→ ESERCIZI DA SVOLGERE:
1. Ricopia dall'estratto della pagina il passo che comincia con "Che non ci si" e prosegue fino a "Son soddisfazioni.".
2. Riporta in un CSV a due colonne, "testo" e "risposta", soltanto le voci che vanno dall'inizio fino alla riga con "169 75 L 171" inclusa, una riga per voce e ogni campo tra virgolette con gli a capo sostituiti da spazi. Lascia fuori le immagini.

→ ESTRATTO DELLA PAGINA:
──────
Che non ci si dimentichi che in questa sagra della salsiccia che è Chester's Mill le domande giuste le fanno i maschi e le donne servono perlopiù come madri o mogli: servono a farsi stuprare, ammazzare, a uscire di testa nei momenti di crisi, a pensare ai bambini (pure la giovane ricercatrice Carolyn Sturges che voleva dedicare la vita alla carriera basta che passi 2 giorni con dei bambini frignoni mai visti prima per scoprire quanto è bello sgravare) o a supplicare gli alieni per far loro tenerezza con le nostre misere vite da poveri stronzi.
Son soddisfazioni.

Infine, ultimo ma non ultimo, in questa carrellata di personaggi finto profondi c'è il nostro protagonista, quello che immancabilmente tutte le femmine di qualsiasi età del posto occhieggiano con fare voglioso una volta o l'altra (che vadano al liceo o siano signore di mezza età poco conta, l'importante è che si sappia che è un pezzo di manzo di prima scelta), Dale "Barbie" Barbara: Barbara, si scoprirà molto presto, non è solo un cuoco di tavola calda ma un ex militare di stanza in Iraq che in un momento poco edificante della sua carriera avrebbe pestato a sangue e ucciso insieme ad altri commilitoni due iraqeni sospettati di aver preso parte a un attentato.
──────
→ DATI FORNITI:
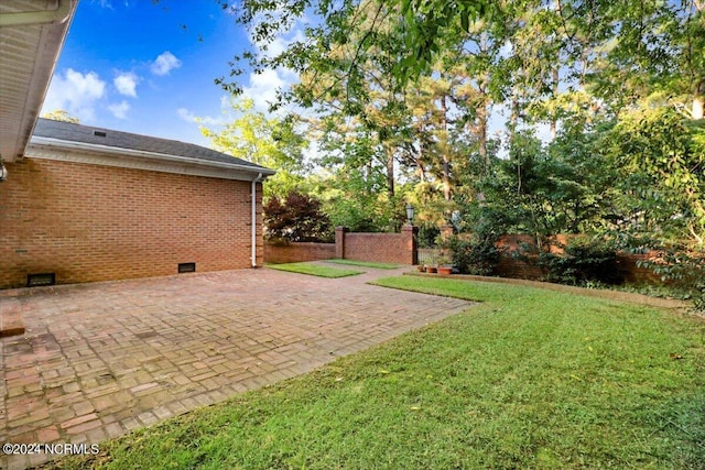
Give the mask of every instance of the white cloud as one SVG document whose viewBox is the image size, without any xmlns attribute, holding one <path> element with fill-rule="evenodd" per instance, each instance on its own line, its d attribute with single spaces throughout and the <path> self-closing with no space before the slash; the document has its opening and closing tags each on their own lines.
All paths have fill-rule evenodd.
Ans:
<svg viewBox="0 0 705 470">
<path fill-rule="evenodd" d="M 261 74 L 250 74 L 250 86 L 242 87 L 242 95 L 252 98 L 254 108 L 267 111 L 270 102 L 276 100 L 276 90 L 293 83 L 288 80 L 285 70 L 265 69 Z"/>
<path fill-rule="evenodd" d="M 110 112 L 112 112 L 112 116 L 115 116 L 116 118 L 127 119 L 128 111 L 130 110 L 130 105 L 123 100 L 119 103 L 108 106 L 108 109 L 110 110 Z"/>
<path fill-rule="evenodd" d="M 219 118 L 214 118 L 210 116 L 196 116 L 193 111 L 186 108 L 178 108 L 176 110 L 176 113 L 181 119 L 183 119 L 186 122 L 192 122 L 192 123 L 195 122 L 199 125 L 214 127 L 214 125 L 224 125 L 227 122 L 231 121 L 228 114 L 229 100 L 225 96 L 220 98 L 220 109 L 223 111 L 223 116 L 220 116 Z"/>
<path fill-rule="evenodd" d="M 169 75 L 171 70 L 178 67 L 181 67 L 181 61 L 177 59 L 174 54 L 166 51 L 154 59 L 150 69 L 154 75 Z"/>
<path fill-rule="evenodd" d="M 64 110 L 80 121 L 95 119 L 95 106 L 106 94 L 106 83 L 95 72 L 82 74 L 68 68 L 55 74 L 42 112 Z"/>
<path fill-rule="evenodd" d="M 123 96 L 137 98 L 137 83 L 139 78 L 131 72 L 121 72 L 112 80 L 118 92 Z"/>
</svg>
──────
→ RISPOSTE ALL'ESERCIZIO:
1.
Che non ci si dimentichi che in questa sagra della salsiccia che è Chester's Mill le domande giuste le fanno i maschi e le donne servono perlopiù come madri o mogli: servono a farsi stuprare, ammazzare, a uscire di testa nei momenti di crisi, a pensare ai bambini (pure la giovane ricercatrice Carolyn Sturges che voleva dedicare la vita alla carriera basta che passi 2 giorni con dei bambini frignoni mai visti prima per scoprire quanto è bello sgravare) o a supplicare gli alieni per far loro tenerezza con le nostre misere vite da poveri stronzi.
Son soddisfazioni.

2.
testo,risposta
"Give the mask of every instance of the white cloud as one SVG document whose viewBox is the image size, without any xmlns attribute, holding one <path> element with fill-rule=""evenodd"" per instance, each instance on its own line, its d attribute with single spaces throughout and the <path> self-closing with no space before the slash; the document has its opening and closing tags each on their own lines. All paths have fill-rule evenodd. Ans:","<svg viewBox=""0 0 705 470""> <path fill-rule=""evenodd"" d=""M 261 74 L 250 74 L 250 86 L 242 87 L 242 95 L 252 98 L 254 108 L 267 111 L 270 102 L 276 100 L 276 90 L 293 83 L 288 80 L 285 70 L 265 69 Z""/> <path fill-rule=""evenodd"" d=""M 110 112 L 112 112 L 112 116 L 115 116 L 116 118 L 127 119 L 128 111 L 130 110 L 130 105 L 123 100 L 119 103 L 108 106 L 108 109 L 110 110 Z""/> <path fill-rule=""evenodd"" d=""M 219 118 L 214 118 L 210 116 L 196 116 L 193 111 L 186 108 L 178 108 L 176 110 L 176 113 L 181 119 L 183 119 L 186 122 L 192 122 L 192 123 L 195 122 L 199 125 L 214 127 L 214 125 L 224 125 L 227 122 L 231 121 L 228 114 L 229 100 L 225 96 L 220 98 L 220 109 L 223 111 L 223 116 L 220 116 Z""/> <path fill-rule=""evenodd"" d=""M 169 75 L 171 70 L 178 67 L 181 67 L 181 61 L 177 59 L 174 54 L 166 51 L 154 59 L 150 69 L 154 75 Z""/>"